November 3, 2011

Plumbing Pipe Bookshelf

Matt and i bought a house together in 2008, about 6 months before we got engaged. (how's that for coy?) since then, i have slowly been sucked into the online void of home decor websites and blogs. one of my favorites is The Brick House. her style is spare, modern, and desert-y. it's not exactly what i want my house to look like, but i appreciate her aesthetic, sense of humor, thrifting/Craigslisting skills, and DIY gusto.

back in 2009, she posted about a wall unit she made out of plumbing pipe, and my proverbial jaw dropped. what a cool, cool idea. she got inspiration from the Ace Hotel and wrote up a little tutorial for anyone else brazen enough to stride into the plumbing aisle at Home Depot for home decor purposes. (after i told the sweet Somali employee who custom cut my pipes what i was making, he smiled and said, "i didn't think you were a plumber!")

so after months of looking at her shelves, seeing a few other examples online, and determining that building one of these in our dining room would not, in fact, make the room look totally schizophrenic, we decided to go for it.

i'm pretty sure this bookshelf is cooler than me.

this project was relatively simple, as long as you aren't afraid of math. instead of going with an exact replica of a unit someone else had made, i decided to design ours to perfectly fit the wall space in our dining room. this required a lot of specific, precise calculations, and triple checking our list of pipes and fittings to buy. even then, our initial Home Depot run (one of several) lasted over an hour and we left feeling pretty exhausted. the materials sat in our basement for several weeks before i regained enough motivation to get going, already. the posts i found online were immensely helpful, so i defer to them (especially this one) if you're looking to make your own. but if you want to replicate ours exactly, here's the specs and supplies list.

Data:
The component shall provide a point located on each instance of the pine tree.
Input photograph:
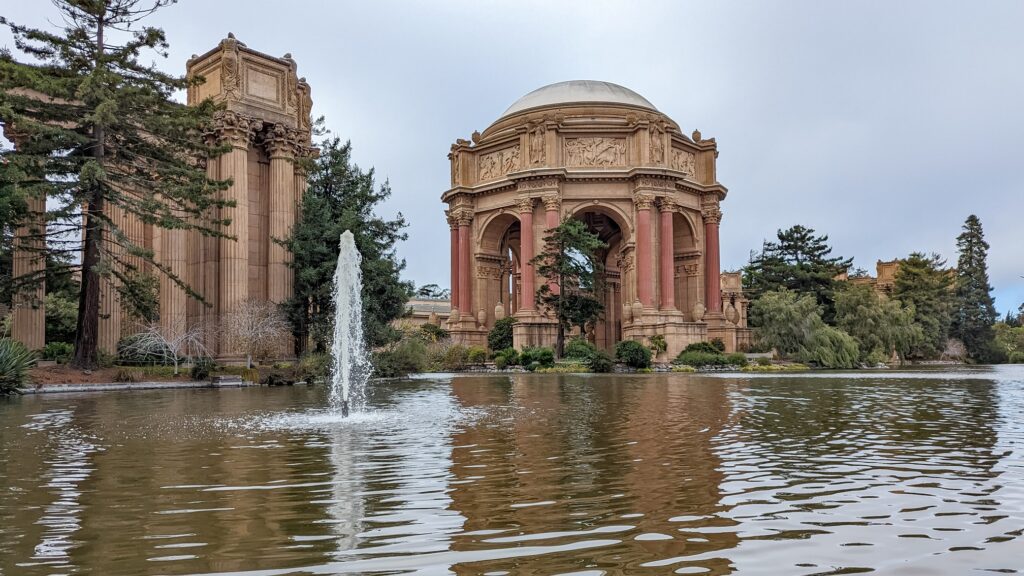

List of tasks:
**A.** According to the plumbing pipe bookshelf post, what inspired The Brick House's wall unit made from plumbing pipe?
**B.** Write what comes next in the plumbing pipe bookshelf post, picking up right after its final sentence.

Answers provided:
**A.** The Ace Hotel.

**B.**
Our particular unit is 6' wide, 7' 3" tall, and the shelves are 12" deep.

6 – 1″x12″x6′ pine planks

pipes and fittings:
All pipes and fittings are 1/2″. i don't think it matters whether you use galvanized or black steel. we used galvanized because that seems to be what most people did.

27 – 90° elbows
21 – 3-way tees
8 – base flanges

4 – 5″ pipes (i think)
22 – 8″ pipes
4 – 9″ pipes (custom cut)
20 – 12″ pipes
1 – 25.5″ pipe (custom cut)

2 cans Rustoleum Spray Paint – Black Gloss
1 can Minwax Wood Stain – Dark Walnut (first coat)
1 can Minwax Wood Stain – Red Mahogany (we wanted our shelves a little redder, so we did a second coat with this)
1 can Minwax Polyurethane

7/8" drill bit (we originally bought a 3/4" bit but it was too small)
150 (sanding before stain) and 220 (sanding between coats of poly) grit sandpaper
2" brushes (bristle and foam)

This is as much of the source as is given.